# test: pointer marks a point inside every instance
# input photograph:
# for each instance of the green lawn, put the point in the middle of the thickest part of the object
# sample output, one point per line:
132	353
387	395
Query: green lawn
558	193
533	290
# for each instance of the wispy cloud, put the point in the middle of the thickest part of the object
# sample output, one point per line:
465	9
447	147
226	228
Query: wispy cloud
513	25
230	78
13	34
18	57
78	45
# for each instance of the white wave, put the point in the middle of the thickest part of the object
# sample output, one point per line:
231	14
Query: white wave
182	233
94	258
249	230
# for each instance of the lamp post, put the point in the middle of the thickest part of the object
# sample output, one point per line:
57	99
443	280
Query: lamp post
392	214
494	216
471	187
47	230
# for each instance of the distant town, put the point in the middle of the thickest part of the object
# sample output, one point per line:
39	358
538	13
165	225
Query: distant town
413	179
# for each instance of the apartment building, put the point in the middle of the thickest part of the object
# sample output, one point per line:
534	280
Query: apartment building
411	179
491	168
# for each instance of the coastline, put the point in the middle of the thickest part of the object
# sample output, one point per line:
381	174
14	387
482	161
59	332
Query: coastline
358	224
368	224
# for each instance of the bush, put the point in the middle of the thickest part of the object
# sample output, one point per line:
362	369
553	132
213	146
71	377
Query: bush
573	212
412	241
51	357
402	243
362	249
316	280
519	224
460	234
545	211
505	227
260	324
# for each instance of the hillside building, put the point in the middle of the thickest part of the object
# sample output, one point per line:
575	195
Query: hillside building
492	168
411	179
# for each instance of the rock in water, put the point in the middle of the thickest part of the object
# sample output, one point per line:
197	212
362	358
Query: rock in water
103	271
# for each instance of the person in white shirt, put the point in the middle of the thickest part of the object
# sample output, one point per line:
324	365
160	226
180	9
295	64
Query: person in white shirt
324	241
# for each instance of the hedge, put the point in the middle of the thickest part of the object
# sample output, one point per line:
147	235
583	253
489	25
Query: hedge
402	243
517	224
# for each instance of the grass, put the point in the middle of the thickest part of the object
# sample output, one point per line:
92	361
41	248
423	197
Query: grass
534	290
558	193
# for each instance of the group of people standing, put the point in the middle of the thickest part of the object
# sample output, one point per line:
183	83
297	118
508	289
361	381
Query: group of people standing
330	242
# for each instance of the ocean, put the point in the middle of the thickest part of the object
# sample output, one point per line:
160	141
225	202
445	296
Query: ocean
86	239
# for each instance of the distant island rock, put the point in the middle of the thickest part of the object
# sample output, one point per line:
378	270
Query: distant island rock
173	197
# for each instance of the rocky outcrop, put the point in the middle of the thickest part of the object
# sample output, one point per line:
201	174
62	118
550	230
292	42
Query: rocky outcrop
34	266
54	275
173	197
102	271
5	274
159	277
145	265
********
→ **DIRECTIVE**
Rewrite the listing from the line containing "# for each instance of the group" through the end, replacing "thickest" with "widest" and leaving everything else unchanged.

→ **EXPECTED ANSWER**
# for each instance of the group of people standing, put the point in the middle of the widest part of the object
# sample output, one point per line:
183	83
297	118
508	289
361	381
Query: group of people standing
330	242
# for each instance of the ocean, put the point in the middle of the widest part of the object
# sample output, one point per line:
160	141
225	202
445	296
Query: ocean
86	239
# for each instance of the distant island rock, put the point in the middle of the widest part of the object
# sample output, one point per line:
378	270
Query: distant island rock
173	197
# for each instance of the rocky outcrop, put the point in the middle of the widest part of the object
# sample output, one point per line:
201	174
62	118
550	230
292	42
Query: rocky outcrop
34	266
54	275
173	197
102	271
5	274
159	277
145	265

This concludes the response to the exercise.